> _Text_
>> Start
Christine Benz: Hi, I'm Christine Benz for Morningstar.com.

How can investors screen for the best mutual funds?

Joining me to share some research on that topic is Morningstar's director of manager research, Russ Kinnel.

Russ, thanks for being here.

Russ Kinnel: Glad to be here.

Benz: Russ, for the past few years, you've written this piece called 43 Fantastic Funds.

You screen for funds that you think are best-of-breed.

Let's talk about the key ingredients that go into that screen.

What are the kinds of things you are looking for?

Kinnel: I'm looking for some of the key drivers of good funds, so things like low costs, high levels of manager investment.

I want a fund track record where the manager outperformed over their entire tenure versus a benchmark.

I want really just those key kind of elements.

I don't want to have a lot of other tests.

The idea is, just have a few tests with a very high level, things like a Positive Parent rating rather than a bunch of tests at lower level.

The idea is just a few key tests on the most important things and leave the rest out.

Benz: You published this article, and people can find it on Morningstar.com.

But you heard from a lot of readers after you published the article, they wanted to create a screen maybe using some of their own inputs but also using some of your inputs.

The problem is, is that not each and every one of your inputs is available to retail investors.

Manager ownership, for example, is not something that someone can readily find.
>> End
> _Information supplied_
>> Start
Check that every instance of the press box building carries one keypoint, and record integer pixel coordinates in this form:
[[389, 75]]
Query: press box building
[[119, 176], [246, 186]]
>> End
> _Set exercise_
Answer these questions from the interview above the listing:
(a) What is the title of the piece Kinnel has written for the past few years?
(b) Against what does Kinnel want a manager to have outperformed over their entire tenure?
(c) Which of Kinnel's inputs does Benz name as an example of one that retail investors cannot readily find?

> _Result for this exercise_
(a) 43 Fantastic Funds
(b) A benchmark
(c) Manager ownership